> [What you have to do]
Could you please return each line of the data that has the word "below"?
··········
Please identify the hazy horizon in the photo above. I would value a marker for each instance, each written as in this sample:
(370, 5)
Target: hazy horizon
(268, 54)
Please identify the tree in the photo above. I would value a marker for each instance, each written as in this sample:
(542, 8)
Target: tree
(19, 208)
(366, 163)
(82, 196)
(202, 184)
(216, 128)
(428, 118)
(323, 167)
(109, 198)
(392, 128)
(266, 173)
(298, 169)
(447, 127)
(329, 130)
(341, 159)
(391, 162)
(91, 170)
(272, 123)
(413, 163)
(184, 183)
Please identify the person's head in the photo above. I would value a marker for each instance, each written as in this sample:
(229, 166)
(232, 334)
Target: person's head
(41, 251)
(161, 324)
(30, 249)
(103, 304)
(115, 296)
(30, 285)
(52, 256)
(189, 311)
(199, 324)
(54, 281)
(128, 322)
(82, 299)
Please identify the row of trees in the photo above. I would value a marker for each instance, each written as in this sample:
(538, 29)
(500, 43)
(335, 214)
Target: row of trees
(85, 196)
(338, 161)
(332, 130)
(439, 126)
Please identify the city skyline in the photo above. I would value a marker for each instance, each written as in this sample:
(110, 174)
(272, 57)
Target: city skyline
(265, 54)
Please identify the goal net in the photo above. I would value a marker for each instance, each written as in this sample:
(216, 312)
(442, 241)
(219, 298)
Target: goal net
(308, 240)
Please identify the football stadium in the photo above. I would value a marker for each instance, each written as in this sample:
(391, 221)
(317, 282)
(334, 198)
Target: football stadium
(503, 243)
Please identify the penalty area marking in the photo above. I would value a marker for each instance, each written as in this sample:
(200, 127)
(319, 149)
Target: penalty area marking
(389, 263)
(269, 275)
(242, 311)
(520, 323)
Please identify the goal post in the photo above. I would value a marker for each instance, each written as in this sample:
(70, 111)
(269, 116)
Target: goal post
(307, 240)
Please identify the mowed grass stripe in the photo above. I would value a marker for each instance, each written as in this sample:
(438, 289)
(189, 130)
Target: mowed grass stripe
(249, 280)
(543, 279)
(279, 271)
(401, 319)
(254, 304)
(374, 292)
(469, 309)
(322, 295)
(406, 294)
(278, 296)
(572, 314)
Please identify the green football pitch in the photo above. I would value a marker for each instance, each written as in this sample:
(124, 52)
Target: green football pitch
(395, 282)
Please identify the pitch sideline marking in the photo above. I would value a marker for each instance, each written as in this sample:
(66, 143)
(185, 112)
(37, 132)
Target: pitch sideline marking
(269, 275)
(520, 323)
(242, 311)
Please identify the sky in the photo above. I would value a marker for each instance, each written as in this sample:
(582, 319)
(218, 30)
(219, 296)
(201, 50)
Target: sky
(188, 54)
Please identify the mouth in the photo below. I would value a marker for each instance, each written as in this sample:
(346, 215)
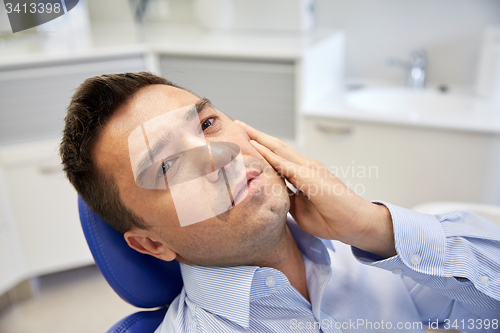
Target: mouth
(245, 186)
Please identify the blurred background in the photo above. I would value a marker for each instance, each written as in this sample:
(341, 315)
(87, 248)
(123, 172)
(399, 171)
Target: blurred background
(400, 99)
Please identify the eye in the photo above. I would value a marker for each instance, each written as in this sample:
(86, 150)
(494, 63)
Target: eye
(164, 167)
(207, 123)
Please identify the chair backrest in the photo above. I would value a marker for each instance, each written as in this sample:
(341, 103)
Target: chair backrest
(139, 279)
··········
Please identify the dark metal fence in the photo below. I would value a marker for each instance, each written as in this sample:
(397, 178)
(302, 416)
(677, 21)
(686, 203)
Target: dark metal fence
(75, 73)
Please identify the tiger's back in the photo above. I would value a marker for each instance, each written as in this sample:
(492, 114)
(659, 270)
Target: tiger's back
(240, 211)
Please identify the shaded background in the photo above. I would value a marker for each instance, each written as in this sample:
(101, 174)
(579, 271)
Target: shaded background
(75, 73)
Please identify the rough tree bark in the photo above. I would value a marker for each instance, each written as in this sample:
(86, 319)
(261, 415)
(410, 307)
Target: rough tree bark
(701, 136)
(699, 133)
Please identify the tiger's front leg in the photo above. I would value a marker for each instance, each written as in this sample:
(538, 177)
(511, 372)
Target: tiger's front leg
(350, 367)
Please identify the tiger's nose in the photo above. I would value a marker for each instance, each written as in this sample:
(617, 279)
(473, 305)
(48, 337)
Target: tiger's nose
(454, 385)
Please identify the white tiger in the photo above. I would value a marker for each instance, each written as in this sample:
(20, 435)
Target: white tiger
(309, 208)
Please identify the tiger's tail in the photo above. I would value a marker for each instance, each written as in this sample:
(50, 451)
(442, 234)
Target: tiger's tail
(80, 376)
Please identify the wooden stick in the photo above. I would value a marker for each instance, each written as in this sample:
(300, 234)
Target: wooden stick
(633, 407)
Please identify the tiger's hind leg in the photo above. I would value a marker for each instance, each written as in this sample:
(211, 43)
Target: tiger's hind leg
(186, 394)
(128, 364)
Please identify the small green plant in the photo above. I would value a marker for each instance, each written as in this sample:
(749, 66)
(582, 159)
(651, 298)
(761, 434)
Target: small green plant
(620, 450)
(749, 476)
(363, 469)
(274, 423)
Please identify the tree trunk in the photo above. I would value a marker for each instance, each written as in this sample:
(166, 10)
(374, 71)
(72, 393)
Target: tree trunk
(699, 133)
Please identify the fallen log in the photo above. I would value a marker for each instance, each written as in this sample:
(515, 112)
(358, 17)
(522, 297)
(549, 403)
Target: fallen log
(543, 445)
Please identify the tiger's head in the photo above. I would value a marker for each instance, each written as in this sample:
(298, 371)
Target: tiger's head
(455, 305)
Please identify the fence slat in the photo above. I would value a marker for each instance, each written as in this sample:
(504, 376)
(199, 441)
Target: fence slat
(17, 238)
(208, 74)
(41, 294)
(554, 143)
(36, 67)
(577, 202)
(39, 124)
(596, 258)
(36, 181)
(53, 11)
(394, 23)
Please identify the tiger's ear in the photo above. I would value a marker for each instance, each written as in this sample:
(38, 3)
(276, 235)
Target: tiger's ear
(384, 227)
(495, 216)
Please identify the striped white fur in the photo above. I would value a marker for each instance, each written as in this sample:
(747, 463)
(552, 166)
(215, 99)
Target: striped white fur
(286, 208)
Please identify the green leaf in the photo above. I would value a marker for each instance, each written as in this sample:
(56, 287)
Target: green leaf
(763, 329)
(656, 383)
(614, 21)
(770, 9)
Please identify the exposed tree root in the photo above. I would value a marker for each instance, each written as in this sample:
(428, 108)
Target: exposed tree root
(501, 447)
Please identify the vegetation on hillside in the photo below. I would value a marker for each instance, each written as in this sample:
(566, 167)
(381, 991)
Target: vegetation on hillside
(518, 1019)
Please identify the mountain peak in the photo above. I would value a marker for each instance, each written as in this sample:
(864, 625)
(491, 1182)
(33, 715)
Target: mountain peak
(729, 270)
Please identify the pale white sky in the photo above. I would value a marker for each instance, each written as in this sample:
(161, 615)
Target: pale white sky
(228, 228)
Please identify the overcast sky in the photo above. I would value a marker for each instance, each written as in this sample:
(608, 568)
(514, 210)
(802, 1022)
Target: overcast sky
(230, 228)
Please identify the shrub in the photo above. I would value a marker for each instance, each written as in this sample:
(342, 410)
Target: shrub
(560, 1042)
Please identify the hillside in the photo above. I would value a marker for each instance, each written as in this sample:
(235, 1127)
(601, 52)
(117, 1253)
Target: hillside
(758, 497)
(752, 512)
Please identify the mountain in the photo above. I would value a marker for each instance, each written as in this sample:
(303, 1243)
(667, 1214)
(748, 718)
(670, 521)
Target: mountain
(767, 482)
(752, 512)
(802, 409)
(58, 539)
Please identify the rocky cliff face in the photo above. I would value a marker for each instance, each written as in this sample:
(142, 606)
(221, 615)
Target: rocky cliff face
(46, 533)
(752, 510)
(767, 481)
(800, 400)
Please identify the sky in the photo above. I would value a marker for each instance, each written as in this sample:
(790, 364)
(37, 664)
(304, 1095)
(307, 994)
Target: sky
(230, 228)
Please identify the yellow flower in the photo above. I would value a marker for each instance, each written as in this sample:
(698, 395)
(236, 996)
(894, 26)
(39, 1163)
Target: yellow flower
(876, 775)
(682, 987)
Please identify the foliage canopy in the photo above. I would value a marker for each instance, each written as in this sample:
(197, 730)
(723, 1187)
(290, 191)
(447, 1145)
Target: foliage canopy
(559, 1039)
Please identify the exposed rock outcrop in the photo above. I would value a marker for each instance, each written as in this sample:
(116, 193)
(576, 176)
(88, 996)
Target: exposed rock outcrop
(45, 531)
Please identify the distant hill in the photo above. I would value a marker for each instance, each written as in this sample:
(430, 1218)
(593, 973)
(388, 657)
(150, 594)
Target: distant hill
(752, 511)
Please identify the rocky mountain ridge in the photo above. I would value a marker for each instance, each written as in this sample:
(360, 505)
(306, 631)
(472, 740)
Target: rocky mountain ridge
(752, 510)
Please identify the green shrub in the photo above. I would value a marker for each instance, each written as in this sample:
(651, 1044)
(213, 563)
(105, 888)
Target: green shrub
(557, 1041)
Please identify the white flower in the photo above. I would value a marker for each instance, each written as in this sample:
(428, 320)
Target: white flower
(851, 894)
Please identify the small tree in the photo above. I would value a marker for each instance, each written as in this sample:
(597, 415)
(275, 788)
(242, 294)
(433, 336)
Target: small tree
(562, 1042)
··········
> [Solution to this exercise]
Please identify the mouth in the photo below. I would value a marker for each instance, each written as in this sample:
Please identify the dark metal fence in the photo below. I would value a marker for each instance, each written as in this sample:
Please identify the vegetation on hillside in the photo below. I would value a marker for each instance, each written as in this sample:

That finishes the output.